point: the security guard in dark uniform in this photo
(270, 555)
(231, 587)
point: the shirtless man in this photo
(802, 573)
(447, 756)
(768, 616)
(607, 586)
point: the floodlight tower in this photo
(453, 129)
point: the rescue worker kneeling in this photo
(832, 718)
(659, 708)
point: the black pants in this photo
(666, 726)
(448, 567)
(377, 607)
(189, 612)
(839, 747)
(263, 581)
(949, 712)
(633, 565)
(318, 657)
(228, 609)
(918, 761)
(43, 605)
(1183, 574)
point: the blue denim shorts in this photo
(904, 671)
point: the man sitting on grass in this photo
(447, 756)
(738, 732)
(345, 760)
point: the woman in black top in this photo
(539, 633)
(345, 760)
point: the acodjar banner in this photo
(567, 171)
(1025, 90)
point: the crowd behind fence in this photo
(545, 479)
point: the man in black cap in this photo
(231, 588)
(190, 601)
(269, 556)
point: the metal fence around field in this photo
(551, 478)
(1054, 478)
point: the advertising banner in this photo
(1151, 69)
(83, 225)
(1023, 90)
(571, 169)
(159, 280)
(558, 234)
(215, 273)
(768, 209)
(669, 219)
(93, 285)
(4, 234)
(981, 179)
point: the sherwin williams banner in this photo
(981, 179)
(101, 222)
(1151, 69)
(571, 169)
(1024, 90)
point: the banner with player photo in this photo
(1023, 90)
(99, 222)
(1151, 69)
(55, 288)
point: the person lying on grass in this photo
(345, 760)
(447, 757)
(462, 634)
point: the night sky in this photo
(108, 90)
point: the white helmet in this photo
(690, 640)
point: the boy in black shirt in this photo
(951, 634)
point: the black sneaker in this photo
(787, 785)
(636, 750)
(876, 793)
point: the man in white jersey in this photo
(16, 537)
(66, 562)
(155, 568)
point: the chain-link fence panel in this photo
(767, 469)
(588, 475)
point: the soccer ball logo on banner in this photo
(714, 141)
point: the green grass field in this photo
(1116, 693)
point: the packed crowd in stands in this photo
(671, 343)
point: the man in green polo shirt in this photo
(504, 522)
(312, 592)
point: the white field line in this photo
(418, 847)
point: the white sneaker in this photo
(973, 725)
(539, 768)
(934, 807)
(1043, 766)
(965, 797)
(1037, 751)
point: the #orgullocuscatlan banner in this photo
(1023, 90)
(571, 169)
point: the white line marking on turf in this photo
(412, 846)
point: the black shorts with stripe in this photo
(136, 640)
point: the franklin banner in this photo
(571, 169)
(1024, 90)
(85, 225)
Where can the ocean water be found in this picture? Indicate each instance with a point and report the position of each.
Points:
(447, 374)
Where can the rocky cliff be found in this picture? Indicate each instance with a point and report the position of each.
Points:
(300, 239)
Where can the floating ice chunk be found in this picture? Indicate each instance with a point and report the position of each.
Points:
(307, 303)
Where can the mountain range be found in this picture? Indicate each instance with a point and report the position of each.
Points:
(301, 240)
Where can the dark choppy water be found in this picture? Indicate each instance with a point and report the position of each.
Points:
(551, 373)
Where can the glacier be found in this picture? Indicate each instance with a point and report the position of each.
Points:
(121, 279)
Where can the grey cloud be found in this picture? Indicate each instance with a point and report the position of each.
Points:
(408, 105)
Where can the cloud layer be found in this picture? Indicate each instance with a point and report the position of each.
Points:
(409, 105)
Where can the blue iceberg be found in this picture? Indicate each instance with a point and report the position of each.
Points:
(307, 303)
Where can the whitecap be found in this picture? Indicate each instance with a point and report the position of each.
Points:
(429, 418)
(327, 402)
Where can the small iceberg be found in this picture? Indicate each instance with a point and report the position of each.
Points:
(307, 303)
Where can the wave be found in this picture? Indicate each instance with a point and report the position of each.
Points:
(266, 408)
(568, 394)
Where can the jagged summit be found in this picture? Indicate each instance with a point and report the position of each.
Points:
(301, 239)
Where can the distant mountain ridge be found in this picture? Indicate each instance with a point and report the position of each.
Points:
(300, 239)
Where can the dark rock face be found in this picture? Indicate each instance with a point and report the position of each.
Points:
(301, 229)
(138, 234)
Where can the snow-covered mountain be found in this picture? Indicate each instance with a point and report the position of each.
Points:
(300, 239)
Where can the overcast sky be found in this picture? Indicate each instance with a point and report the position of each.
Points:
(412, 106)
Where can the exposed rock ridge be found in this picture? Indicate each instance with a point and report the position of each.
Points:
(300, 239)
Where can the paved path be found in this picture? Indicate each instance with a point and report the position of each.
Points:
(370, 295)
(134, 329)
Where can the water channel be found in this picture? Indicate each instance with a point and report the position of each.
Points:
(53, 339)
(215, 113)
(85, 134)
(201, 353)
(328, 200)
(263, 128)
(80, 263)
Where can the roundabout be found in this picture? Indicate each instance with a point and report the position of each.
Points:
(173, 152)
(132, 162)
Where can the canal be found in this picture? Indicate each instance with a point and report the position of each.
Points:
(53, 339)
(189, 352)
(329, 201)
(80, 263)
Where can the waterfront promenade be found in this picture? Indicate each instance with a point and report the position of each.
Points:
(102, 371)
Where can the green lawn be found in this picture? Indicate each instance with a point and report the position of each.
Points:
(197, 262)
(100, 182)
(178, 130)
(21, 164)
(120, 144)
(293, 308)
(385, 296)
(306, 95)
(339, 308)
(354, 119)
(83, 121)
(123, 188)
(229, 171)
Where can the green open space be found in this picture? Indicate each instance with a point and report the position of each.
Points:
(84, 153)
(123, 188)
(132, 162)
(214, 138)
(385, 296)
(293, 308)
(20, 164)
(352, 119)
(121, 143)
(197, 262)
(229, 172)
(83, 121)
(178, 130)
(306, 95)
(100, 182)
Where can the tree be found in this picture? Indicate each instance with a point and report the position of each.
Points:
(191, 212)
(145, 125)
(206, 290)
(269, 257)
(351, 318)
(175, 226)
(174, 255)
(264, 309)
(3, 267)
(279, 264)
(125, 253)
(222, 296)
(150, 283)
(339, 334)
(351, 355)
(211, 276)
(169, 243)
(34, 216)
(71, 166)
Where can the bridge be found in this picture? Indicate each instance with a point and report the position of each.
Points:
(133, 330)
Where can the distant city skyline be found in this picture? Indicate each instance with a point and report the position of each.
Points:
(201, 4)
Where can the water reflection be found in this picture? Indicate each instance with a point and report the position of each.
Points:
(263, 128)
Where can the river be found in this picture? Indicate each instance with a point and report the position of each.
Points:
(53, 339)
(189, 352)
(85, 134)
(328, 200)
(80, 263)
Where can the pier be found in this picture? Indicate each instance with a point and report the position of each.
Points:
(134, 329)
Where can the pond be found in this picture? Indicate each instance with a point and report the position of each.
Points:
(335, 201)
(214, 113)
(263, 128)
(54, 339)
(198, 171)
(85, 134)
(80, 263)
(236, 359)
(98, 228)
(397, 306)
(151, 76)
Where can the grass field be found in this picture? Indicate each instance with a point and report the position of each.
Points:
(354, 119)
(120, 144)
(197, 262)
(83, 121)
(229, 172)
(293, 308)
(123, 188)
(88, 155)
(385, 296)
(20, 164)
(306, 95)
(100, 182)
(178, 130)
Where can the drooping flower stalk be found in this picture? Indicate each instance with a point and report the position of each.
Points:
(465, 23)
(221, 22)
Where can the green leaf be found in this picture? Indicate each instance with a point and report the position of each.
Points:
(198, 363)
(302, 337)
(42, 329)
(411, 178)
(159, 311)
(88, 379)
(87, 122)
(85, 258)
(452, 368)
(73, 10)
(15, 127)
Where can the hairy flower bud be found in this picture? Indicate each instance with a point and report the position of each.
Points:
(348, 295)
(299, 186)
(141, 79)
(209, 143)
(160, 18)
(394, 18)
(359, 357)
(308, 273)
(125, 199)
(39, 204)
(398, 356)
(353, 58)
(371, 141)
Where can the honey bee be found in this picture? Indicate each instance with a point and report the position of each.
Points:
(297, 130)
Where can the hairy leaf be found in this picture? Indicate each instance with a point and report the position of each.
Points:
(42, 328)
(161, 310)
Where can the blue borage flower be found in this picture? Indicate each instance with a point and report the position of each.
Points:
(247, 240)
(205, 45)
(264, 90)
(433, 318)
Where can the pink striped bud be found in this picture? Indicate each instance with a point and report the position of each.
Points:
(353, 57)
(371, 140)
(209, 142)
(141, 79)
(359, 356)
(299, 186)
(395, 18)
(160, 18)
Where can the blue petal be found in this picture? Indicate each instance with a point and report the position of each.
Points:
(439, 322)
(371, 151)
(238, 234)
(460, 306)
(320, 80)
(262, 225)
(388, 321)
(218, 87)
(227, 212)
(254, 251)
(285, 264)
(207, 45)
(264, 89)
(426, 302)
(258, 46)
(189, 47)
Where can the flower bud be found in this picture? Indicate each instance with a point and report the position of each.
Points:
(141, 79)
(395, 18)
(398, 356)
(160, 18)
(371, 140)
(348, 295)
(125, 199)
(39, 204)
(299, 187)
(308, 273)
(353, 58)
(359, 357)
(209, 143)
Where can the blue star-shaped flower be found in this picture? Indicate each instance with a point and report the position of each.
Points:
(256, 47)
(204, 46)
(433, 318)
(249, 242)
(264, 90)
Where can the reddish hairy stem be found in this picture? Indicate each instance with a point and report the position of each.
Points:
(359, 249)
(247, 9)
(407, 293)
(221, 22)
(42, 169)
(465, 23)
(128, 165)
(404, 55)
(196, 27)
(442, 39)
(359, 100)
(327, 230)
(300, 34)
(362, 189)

Problem to solve - Taking the lines above, repeat exactly those from the line that contains "Where can the overcast" through the line that contains "Where can the green open", and both of those lines as well. Include nothing else.

Response area -
Where can the overcast sky be found in this picture? Indicate each instance with a point and report the position of each.
Points:
(412, 106)
Where can the exposed rock ridge be found in this picture? Indicate each instance with a point and report the position of each.
Points:
(300, 239)
Where can the paved path be found in this picture? Indicate each instance with a point and report the position of each.
Points:
(370, 295)
(134, 329)
Where can the water channel be found in this picture? Indicate each instance with a point and report the position of each.
Points:
(53, 339)
(215, 113)
(85, 134)
(201, 353)
(328, 200)
(263, 128)
(80, 263)
Where can the roundabout be found in this picture? Indicate each instance with a point and report the position of each.
Points:
(173, 152)
(132, 162)
Where can the canal be found in this picture? Indicate each instance with a point and report the position of each.
Points:
(53, 339)
(189, 352)
(329, 201)
(80, 263)
Where can the waterfront promenade be found in this picture? Indicate each instance with a point and report the position of each.
Points:
(102, 371)
Where can the green lawn be found in this picture? Indicate each instance with a point and report the position of each.
Points:
(197, 262)
(100, 182)
(178, 130)
(21, 164)
(120, 144)
(293, 308)
(385, 296)
(306, 95)
(339, 308)
(354, 119)
(83, 121)
(123, 188)
(229, 171)
Where can the green open space be found in this picture? Indicate each instance with a point and report the position of each.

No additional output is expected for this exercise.